_Task statement_
Could you retype every record below exactly as it appears?

_Stored items_
....................
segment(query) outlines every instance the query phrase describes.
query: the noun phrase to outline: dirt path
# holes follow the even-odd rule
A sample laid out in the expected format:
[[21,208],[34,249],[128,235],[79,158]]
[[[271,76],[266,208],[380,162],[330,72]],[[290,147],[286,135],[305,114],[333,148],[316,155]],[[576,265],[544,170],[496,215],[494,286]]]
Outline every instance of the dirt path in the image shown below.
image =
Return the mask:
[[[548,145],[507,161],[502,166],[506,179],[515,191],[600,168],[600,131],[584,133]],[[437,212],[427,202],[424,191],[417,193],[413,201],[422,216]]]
....................
_Finished task_
segment(query) outlines every instance the query phrase describes.
query: the noun phrase to outline: dirt path
# holes follow the even-odd rule
A sample laid out in the expected format:
[[21,208],[34,249],[128,235],[79,158]]
[[[271,76],[266,208],[380,162],[330,72]],[[290,147],[286,135],[305,114],[333,148],[316,155]],[[576,265],[544,170],[496,215],[494,286]]]
Outline every instance of the dirt path in the image shown below.
image =
Return the mask:
[[[548,145],[507,161],[502,166],[506,179],[515,191],[600,168],[600,131],[584,133]],[[437,212],[427,202],[424,191],[417,193],[413,201],[422,216]]]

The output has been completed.